Please count how many lines in the rows below contain the string "Target", and reply with that number alone.

━━━━━━━━━━━━━━━━

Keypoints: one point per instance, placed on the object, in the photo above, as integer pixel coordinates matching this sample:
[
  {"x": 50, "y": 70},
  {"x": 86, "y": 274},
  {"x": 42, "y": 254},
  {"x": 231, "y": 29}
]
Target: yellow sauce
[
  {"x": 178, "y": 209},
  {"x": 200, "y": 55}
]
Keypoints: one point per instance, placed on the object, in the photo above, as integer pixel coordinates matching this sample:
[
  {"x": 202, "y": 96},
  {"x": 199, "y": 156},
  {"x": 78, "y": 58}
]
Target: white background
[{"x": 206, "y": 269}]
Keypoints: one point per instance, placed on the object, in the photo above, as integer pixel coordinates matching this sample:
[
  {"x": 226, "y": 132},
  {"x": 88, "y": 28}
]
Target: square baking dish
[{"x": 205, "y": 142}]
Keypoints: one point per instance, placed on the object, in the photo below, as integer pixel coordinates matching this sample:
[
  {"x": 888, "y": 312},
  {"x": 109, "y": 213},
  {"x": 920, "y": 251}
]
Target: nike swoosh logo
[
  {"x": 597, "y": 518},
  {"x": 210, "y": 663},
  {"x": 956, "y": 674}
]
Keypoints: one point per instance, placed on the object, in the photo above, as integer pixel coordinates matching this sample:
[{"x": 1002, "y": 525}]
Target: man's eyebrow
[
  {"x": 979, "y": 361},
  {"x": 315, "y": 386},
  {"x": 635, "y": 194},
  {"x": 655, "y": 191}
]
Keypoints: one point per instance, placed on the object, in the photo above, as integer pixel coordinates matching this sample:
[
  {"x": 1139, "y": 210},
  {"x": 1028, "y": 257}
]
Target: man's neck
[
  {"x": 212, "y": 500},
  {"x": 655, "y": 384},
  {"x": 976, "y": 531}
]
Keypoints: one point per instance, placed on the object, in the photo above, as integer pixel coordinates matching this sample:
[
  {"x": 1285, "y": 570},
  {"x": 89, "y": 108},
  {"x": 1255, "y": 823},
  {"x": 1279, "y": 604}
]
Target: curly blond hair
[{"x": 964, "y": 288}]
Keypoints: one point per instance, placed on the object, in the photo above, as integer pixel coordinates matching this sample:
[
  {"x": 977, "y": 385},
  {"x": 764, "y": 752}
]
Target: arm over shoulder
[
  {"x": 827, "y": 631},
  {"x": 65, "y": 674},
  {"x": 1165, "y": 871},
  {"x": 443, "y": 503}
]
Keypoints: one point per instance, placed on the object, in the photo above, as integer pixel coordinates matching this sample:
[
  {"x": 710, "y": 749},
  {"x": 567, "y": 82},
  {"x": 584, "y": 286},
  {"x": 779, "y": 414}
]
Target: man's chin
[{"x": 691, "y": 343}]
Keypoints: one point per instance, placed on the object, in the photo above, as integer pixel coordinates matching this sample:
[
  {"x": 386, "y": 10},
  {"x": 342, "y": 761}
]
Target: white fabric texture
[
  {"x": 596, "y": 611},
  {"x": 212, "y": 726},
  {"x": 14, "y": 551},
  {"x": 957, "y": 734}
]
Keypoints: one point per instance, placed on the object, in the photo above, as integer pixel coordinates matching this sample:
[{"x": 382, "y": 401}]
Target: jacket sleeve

━━━━━━━━━━━━━━━━

Solution to the exercise:
11